Gegebener Text →
-=-=-

BLUESHOE VERÖFFENTLICHT PYTHON-HEALTHCARD
Alle Erfahrungen, die wir als Blueshoe während unserer Arbeit mit der elektronischen Gesundheitskarte gemacht haben sowie alle zu beachtenden Tücken, haben wir in einem Paket zum Auslesen der elektronischen Gesundheitskarte zusammengefasst. Das Paket python-healthcard ist OpenSource aus dem Hause Blueshoe und wird auch fortlaufend betreut. Damit habt ihr vielleicht genau die Hilfe, die ihr in eurem nächsten Software-Entwicklungsprojekt braucht.
python-healthcard gewährt dem Benutzer Zugang zu den persönlichen Daten sowie den Versicherungsdaten, welche auf einer eGK gespeichert sind. In unserem Projekt “Ofa Smart Scan” - einem digitalen Körperscanner für den Sanitätsfachhandel - findet die python-healthcard aktuell bereits Anwendung. Die Technologie erlaubt es, neue Kunden eines Sanitätshauses mitsamt ihrer persönlichen Daten innerhalb von Sekunden anzulegen und direkt einen Messvorgang für beispielsweise Kompressionsstrümpfe anzustoßen.

-=-=-

Zu erledigende Aufgabe → In welchem Projekt wird python-healthcard laut dem Text über das Paket bereits eingesetzt?

-=-=-

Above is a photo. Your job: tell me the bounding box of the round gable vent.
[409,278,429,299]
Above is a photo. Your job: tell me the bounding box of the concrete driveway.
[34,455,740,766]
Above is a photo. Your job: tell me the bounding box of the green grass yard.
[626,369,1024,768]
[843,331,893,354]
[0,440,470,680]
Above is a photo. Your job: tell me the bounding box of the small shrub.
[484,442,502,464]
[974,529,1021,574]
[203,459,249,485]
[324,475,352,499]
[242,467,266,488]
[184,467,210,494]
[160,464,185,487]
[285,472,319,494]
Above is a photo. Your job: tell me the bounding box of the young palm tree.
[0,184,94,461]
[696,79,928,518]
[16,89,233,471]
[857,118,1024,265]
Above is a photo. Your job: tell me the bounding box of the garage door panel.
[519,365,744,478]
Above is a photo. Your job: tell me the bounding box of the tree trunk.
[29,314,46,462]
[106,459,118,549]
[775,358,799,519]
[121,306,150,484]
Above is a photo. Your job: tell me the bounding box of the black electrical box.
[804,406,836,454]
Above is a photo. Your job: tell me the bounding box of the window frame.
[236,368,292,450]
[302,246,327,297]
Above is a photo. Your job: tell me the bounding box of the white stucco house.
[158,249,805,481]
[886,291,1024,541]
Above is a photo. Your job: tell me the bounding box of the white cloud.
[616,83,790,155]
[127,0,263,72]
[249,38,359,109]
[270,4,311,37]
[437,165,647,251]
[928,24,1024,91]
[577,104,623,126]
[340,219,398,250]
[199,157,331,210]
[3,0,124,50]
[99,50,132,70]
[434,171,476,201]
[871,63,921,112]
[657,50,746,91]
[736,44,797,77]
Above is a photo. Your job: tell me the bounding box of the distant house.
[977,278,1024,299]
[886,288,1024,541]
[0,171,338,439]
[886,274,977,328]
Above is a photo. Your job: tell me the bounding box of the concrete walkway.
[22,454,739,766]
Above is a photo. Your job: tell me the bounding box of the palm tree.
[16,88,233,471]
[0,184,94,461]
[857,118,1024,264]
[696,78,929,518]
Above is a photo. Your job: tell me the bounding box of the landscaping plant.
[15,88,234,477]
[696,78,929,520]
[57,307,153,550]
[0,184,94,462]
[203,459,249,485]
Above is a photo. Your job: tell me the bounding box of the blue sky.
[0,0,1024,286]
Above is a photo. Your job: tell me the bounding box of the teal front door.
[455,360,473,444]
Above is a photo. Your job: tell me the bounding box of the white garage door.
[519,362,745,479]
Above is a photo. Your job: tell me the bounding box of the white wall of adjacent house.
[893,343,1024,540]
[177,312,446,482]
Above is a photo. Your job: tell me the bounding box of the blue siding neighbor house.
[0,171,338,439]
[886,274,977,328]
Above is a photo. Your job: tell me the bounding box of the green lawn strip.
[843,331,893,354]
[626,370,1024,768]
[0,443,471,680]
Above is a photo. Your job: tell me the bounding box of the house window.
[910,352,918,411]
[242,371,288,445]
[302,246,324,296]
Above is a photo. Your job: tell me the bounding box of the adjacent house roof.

-=-=-

Lösung der Aufgabe → Im Projekt „Ofa Smart Scan“, einem digitalen Körperscanner für den Sanitätsfachhandel.